**WHAT YOU WILL DO**.
Count how many rows in the two blocks below contain the string "flower", treating uppercase and lowercase as different. Give only the number.

**DATA FOR THE TASK**.
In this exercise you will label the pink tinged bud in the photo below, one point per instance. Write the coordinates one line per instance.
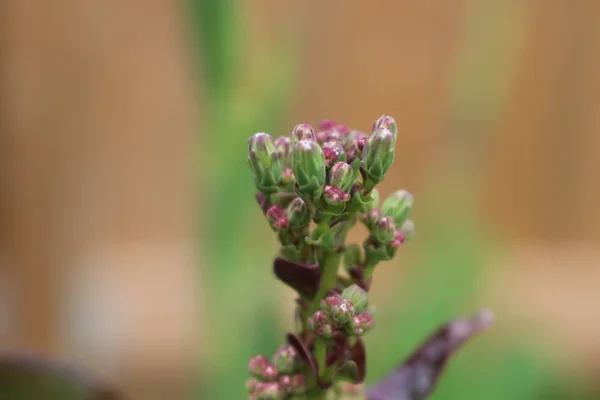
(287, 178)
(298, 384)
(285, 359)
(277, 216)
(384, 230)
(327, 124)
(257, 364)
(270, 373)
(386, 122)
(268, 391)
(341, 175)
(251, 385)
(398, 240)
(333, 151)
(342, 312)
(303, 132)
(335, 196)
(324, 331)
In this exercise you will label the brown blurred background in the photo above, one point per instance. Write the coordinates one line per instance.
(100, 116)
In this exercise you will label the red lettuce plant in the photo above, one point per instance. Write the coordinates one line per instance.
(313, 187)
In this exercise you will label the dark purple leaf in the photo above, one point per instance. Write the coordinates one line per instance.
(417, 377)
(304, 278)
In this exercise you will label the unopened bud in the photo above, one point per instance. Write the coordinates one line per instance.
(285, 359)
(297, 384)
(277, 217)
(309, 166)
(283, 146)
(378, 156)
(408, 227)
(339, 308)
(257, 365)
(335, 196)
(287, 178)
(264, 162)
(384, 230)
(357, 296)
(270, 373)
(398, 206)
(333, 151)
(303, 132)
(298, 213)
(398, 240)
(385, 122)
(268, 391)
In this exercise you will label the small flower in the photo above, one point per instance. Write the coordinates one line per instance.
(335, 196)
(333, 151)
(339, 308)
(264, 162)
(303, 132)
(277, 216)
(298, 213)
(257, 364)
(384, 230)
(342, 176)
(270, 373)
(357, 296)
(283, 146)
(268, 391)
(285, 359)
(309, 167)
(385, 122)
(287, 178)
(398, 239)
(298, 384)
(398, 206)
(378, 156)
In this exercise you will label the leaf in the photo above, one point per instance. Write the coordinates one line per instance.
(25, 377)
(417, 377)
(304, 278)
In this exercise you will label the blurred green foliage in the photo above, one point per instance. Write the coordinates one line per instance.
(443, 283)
==
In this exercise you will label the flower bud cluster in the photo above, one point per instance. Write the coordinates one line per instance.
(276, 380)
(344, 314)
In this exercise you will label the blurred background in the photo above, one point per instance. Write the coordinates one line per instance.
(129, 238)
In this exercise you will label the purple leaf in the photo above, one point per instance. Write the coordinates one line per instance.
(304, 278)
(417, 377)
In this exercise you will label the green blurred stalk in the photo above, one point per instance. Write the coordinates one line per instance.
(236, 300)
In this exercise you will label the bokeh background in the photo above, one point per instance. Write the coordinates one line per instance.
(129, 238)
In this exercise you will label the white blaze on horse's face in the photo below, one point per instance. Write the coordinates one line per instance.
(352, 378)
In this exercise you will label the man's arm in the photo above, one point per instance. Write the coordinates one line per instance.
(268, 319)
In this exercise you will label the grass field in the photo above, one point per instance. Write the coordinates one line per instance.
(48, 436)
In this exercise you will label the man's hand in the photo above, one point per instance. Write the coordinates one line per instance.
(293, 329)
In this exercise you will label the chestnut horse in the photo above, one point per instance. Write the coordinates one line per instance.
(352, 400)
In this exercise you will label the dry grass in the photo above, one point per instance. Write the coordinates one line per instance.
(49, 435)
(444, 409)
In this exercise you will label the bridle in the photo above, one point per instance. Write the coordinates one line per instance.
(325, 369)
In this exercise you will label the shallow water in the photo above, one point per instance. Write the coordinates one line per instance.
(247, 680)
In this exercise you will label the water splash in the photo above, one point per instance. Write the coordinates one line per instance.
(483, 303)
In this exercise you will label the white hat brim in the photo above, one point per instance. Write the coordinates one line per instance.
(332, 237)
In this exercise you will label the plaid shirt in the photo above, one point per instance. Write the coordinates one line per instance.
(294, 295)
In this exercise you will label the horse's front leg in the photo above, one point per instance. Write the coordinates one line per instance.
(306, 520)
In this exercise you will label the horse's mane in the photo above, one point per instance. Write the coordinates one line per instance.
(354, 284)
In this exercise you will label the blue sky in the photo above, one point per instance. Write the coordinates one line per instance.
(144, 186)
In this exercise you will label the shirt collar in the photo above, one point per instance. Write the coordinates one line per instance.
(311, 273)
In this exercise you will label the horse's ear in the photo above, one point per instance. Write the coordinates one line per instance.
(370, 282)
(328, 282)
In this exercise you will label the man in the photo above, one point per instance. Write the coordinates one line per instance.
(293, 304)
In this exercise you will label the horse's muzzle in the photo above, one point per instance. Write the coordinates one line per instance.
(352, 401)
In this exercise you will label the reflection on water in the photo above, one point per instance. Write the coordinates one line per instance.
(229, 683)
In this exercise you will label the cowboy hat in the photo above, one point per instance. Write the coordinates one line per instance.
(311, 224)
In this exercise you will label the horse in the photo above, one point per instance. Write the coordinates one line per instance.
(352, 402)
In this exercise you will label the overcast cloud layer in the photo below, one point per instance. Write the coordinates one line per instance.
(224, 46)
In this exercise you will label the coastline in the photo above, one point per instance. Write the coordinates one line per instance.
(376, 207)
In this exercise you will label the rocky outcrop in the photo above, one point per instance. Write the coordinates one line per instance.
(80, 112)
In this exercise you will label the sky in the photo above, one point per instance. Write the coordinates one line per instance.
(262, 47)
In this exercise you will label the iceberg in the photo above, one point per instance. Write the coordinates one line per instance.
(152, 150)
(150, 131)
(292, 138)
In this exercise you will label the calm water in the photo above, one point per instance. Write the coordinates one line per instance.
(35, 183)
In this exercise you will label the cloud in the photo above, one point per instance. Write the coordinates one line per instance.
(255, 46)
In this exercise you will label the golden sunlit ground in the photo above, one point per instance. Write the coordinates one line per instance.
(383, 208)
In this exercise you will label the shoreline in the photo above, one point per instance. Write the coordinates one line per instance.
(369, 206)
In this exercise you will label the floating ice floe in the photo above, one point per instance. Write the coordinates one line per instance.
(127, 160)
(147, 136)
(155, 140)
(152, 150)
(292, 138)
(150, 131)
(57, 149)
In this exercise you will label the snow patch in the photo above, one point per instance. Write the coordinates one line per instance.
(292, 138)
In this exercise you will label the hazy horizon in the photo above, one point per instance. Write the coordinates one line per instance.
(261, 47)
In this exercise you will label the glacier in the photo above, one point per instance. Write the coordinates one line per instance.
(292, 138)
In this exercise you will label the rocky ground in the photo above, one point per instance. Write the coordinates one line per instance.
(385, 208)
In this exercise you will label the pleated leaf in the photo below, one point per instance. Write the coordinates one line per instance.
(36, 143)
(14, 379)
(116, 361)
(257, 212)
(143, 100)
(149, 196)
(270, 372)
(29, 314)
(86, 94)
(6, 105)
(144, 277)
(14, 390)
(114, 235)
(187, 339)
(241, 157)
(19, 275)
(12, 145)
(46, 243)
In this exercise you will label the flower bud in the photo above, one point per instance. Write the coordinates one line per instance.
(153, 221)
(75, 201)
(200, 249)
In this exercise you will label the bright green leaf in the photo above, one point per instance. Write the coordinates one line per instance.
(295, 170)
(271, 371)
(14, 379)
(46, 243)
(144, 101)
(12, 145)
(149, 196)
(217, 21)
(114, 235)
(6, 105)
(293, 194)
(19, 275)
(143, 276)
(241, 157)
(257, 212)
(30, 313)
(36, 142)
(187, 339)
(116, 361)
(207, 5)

**WRITTEN ANSWER**.
3